### TASK REQUIREMENTS
Every line of the entries below that carries the string "then" should be copied.

### DATA FOR PROCESSING

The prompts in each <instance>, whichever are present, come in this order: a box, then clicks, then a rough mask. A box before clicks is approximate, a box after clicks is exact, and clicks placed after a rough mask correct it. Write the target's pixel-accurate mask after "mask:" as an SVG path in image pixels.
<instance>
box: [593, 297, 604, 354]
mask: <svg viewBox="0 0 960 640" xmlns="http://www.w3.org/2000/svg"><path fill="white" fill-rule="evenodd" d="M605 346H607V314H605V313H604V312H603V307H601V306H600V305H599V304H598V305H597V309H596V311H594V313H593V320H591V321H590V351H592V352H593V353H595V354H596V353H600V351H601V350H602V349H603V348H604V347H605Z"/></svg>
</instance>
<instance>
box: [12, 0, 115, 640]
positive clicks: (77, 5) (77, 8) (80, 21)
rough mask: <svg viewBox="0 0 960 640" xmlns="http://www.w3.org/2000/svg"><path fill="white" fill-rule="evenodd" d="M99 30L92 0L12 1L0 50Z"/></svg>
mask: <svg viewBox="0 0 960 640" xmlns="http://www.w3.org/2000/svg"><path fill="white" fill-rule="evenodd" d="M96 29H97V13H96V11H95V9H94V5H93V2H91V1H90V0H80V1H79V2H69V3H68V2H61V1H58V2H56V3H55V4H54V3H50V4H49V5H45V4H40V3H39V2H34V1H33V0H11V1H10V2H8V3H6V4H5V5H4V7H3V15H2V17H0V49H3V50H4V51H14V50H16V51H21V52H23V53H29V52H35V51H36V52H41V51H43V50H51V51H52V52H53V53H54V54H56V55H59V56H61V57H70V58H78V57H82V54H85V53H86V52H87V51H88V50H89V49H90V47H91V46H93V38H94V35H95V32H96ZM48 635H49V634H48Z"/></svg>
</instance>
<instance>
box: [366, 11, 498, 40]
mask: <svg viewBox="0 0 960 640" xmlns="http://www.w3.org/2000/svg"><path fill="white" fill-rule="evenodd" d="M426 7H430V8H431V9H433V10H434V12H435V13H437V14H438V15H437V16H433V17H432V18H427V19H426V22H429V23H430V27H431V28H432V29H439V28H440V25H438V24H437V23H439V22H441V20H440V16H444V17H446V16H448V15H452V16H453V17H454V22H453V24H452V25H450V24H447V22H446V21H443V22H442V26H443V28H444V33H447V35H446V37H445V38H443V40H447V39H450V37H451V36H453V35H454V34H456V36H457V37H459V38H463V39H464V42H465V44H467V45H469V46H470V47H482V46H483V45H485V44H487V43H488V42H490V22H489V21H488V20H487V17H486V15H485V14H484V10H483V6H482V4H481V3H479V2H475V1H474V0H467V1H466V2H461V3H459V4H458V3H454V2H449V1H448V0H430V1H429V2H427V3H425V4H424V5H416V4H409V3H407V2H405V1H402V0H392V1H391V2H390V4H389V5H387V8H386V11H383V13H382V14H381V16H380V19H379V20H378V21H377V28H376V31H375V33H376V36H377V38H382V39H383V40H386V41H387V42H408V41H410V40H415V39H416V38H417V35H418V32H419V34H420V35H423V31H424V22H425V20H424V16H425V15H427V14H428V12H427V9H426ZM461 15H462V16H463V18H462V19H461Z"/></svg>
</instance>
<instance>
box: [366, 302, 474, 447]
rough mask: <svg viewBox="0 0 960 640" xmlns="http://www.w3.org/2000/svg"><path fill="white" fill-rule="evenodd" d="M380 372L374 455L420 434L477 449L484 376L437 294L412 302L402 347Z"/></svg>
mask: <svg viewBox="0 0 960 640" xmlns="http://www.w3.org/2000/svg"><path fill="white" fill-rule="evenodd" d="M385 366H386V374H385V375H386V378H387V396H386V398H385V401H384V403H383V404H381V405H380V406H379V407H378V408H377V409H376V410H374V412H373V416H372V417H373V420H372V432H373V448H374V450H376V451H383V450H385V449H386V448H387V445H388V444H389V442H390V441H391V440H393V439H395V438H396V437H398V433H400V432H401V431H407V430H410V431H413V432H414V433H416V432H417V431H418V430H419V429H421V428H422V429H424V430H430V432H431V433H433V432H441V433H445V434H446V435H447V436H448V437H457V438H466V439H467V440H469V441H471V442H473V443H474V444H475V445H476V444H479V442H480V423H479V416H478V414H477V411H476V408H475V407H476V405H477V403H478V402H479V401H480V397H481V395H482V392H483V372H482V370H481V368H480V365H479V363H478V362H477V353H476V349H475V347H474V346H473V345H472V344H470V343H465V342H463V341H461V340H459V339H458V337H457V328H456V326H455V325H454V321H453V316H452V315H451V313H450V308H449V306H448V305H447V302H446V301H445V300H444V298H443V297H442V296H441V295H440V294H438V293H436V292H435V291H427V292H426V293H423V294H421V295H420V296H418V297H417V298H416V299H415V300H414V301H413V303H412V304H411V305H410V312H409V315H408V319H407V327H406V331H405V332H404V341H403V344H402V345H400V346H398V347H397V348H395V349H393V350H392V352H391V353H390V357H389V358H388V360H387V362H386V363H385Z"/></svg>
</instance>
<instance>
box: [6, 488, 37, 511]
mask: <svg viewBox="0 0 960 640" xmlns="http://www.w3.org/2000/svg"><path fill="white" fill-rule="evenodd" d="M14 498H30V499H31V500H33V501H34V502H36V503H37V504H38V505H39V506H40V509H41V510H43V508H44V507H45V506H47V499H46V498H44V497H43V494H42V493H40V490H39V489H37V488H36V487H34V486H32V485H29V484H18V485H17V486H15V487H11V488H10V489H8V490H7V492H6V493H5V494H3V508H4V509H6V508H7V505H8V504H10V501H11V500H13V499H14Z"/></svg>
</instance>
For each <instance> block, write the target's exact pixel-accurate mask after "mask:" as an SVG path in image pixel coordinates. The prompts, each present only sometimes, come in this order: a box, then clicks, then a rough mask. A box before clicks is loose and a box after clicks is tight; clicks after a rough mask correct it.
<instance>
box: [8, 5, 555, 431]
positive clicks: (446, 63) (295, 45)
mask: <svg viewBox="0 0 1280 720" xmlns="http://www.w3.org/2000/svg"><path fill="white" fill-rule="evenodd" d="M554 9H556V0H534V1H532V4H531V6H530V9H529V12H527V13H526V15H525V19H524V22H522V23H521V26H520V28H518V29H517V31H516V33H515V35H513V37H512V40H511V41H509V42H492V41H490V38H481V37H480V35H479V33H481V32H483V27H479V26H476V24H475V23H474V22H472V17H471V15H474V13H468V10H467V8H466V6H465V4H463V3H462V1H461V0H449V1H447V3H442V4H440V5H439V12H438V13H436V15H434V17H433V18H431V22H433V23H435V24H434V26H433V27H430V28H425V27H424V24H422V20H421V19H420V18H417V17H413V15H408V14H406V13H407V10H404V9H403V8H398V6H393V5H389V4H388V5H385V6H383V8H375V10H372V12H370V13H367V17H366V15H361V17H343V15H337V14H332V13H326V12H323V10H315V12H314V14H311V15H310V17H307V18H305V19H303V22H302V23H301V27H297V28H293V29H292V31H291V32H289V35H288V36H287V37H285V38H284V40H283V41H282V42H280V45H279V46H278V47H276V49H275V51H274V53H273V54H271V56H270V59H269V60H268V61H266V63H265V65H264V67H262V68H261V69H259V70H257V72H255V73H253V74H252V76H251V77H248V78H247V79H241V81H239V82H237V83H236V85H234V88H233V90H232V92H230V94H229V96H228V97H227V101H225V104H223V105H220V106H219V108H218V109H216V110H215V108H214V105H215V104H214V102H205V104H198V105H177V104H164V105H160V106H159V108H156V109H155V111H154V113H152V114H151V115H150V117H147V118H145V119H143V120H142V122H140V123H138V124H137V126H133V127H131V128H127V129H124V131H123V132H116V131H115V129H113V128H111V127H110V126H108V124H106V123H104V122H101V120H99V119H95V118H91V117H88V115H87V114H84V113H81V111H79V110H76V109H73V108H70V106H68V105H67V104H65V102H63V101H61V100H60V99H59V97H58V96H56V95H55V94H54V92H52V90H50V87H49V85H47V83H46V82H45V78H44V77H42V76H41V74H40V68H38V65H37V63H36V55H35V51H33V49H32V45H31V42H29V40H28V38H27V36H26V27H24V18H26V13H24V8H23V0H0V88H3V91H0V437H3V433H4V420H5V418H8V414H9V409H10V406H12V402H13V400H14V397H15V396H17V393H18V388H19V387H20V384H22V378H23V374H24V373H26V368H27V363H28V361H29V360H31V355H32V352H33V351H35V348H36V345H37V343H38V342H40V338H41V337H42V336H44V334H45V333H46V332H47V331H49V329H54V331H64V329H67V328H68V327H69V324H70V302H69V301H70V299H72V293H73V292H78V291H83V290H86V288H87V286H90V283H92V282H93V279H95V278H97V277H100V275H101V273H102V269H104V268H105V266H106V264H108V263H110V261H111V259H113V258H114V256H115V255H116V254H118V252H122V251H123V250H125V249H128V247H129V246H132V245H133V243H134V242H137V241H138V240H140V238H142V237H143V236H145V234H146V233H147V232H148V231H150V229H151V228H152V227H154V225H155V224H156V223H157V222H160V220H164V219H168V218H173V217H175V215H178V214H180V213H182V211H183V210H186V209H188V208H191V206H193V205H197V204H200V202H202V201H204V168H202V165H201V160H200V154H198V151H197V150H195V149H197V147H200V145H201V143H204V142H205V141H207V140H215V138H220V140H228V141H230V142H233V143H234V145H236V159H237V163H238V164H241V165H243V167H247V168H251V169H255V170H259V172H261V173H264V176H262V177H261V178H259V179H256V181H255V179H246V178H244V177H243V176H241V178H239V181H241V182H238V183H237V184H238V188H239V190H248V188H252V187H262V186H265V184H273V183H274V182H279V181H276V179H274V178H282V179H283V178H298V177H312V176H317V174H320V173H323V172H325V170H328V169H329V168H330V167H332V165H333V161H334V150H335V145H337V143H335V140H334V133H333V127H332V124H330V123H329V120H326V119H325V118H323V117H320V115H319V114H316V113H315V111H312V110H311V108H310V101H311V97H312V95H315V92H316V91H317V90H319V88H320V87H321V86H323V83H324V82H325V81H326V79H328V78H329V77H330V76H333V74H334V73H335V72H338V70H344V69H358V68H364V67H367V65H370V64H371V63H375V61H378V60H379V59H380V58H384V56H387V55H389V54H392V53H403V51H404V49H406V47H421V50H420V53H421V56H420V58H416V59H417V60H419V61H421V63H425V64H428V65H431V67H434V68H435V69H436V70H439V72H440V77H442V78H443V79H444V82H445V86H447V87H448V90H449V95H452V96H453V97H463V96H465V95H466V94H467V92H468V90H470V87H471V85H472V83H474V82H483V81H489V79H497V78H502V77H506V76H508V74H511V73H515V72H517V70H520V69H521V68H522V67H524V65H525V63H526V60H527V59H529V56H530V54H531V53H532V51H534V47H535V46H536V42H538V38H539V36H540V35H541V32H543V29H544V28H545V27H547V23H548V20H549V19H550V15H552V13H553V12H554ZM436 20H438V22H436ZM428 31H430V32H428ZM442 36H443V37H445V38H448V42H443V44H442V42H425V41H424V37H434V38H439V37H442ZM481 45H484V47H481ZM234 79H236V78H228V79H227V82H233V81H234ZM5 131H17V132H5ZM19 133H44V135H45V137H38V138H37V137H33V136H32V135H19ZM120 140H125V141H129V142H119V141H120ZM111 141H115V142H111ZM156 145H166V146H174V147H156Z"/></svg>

### YOUR RESPONSE
The prompts in each <instance>, whichever are present, come in this order: a box, then clicks, then a rough mask. A box before clicks is approximate, a box after clicks is exact, and clicks placed after a rough mask correct it. Write the target's pixel-accurate mask after "mask:" as an SVG path in image pixels.
For each <instance> block, write the target's exact pixel-accurate mask after "mask:" as an SVG path in image pixel coordinates. The prompts, each present only sometimes, come in this order: a box, then clicks, then a rough mask. A box before clicks is loose and a box after clicks is tight; clicks after a rough mask correct it.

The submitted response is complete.